-- begin Items --
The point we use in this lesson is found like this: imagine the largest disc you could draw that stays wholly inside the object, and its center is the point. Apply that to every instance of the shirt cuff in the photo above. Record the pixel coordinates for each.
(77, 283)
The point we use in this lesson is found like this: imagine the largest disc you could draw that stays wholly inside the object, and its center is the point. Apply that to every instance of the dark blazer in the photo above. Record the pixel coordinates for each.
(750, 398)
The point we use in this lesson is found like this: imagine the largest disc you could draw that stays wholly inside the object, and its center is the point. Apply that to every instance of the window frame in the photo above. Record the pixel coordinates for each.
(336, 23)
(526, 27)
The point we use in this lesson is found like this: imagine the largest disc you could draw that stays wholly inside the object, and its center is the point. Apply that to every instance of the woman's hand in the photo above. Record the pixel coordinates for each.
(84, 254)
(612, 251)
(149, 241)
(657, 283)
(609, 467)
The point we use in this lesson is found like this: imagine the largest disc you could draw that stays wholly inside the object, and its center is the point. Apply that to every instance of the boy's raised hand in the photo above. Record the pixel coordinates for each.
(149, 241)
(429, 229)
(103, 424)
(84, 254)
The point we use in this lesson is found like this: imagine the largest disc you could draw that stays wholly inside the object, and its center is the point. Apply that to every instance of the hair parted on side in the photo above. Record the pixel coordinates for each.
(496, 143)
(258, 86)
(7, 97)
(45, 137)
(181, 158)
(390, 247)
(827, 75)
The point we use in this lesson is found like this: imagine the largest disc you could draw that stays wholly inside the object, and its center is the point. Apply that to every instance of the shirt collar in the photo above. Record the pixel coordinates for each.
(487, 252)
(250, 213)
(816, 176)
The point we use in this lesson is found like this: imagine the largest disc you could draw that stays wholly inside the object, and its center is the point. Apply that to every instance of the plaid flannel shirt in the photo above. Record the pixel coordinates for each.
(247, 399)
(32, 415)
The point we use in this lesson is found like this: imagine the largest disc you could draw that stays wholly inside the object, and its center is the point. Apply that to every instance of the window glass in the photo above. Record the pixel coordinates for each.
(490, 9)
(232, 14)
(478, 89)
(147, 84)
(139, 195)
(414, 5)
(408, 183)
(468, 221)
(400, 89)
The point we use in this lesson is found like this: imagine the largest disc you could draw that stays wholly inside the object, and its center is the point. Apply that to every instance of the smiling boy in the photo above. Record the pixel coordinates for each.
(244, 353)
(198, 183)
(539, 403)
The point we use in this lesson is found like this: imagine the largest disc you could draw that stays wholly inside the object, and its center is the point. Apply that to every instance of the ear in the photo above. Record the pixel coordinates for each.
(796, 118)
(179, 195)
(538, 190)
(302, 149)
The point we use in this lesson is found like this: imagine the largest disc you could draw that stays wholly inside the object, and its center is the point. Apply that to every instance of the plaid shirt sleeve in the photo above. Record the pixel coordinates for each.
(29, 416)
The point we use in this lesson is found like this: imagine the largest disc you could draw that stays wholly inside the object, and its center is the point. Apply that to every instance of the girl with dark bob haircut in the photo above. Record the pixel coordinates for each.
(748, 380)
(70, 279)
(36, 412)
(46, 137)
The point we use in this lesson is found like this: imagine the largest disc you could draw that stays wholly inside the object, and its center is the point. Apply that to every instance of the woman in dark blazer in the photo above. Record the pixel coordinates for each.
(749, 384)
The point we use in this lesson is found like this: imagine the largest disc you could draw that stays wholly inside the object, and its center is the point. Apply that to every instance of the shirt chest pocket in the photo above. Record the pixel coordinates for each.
-- end Items --
Copy out, word for word, the rows from the line containing "the woman in" through the last row above, both ends included.

The point we use in this lesson is found like this: imagine the largest disc you could draw that stays wholly inside the object, and its center is the point. Apply that to every instance of the woman in dark blazer in the photo above. Record the pixel coordinates for each.
(749, 384)
The point we use in this lesson is found like this: imagine the largest disc you could draw that stays wholly inside the object, and its center is the point. Apply that to every instance of the shirt chest pocket in the photo above. Record the pixel coordinates for each.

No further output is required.